Set task: Please find every line in the listing below that contains the string "black", and copy each of those lines. Case counts when matching.
═══ Exercise data ═══
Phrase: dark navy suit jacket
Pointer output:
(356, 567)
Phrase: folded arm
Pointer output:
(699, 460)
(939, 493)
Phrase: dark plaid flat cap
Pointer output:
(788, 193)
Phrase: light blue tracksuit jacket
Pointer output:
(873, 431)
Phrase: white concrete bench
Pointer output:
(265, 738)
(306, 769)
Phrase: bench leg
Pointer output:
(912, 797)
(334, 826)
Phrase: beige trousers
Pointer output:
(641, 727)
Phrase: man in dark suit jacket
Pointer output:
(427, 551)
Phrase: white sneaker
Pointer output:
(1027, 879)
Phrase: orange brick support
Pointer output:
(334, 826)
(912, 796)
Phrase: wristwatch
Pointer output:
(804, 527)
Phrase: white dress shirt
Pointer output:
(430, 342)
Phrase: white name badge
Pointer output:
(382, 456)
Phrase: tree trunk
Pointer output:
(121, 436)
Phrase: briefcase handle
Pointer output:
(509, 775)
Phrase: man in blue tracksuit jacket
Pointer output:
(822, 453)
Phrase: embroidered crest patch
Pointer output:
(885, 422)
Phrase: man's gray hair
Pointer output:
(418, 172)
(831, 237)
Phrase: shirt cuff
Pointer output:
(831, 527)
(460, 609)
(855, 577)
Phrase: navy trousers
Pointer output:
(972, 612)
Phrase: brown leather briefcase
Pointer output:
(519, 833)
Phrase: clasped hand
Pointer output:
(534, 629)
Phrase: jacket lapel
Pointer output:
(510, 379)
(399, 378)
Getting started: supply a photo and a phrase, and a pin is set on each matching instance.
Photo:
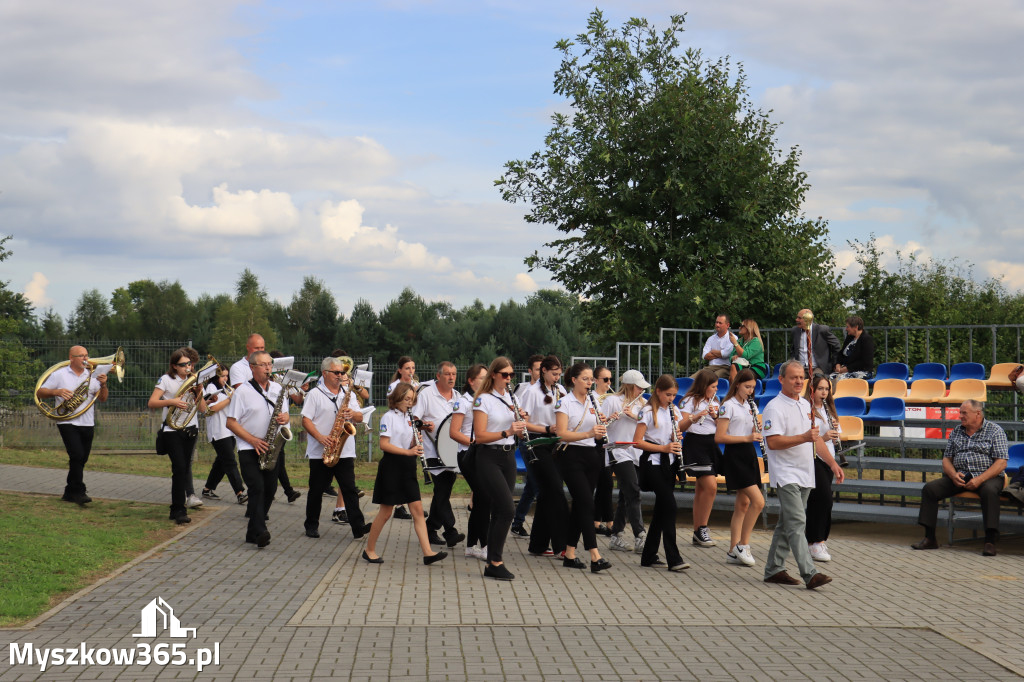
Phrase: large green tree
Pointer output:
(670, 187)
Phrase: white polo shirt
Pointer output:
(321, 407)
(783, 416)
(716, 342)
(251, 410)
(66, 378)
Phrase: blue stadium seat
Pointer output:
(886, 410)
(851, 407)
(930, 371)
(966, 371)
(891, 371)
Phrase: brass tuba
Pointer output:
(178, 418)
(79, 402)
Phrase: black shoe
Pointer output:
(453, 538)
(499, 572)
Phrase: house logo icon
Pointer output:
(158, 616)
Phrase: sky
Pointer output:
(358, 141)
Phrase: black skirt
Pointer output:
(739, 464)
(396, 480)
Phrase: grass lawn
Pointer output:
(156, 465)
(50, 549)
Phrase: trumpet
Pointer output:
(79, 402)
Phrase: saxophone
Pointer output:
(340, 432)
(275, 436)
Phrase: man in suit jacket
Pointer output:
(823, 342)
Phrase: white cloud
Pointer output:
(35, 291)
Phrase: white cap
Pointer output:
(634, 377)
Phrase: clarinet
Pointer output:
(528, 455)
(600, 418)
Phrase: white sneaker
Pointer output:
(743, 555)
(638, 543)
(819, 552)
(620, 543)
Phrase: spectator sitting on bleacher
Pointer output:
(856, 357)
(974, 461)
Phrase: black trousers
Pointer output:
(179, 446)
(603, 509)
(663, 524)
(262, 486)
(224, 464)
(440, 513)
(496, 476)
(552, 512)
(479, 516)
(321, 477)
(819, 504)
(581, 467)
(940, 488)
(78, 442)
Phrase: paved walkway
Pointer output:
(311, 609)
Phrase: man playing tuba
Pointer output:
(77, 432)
═══
═══ Exercise data ═══
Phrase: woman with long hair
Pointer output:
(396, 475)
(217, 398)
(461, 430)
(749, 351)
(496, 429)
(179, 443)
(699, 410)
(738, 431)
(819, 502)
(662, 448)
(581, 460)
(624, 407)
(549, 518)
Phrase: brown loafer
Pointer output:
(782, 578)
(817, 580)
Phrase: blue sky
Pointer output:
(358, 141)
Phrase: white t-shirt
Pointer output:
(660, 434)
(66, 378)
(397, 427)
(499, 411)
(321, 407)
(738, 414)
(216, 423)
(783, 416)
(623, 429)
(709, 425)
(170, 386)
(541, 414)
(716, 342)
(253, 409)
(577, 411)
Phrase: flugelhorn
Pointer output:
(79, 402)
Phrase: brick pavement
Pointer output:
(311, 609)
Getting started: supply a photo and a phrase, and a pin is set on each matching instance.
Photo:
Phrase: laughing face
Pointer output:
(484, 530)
═══
═══ Exercise data ═══
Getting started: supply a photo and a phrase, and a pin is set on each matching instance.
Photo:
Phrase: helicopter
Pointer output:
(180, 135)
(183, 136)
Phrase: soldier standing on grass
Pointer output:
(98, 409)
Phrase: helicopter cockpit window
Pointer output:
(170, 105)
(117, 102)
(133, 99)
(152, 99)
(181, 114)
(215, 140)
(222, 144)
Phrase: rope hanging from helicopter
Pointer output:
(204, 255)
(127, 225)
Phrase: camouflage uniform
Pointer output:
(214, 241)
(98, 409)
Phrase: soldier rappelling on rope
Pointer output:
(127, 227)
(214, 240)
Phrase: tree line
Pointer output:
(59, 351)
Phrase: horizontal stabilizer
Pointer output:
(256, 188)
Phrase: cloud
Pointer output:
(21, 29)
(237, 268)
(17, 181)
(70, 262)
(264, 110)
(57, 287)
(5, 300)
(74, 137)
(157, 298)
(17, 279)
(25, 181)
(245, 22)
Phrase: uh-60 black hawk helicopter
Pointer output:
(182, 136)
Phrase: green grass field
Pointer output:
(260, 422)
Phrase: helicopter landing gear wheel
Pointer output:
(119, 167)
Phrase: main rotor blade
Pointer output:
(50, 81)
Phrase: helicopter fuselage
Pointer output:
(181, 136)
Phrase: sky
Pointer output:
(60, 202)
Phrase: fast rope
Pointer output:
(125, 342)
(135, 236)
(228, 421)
═══
Final result:
Phrase: black shoe
Phrase: black skirt
Phrase: black trousers
Phrase: uh-60 black hawk helicopter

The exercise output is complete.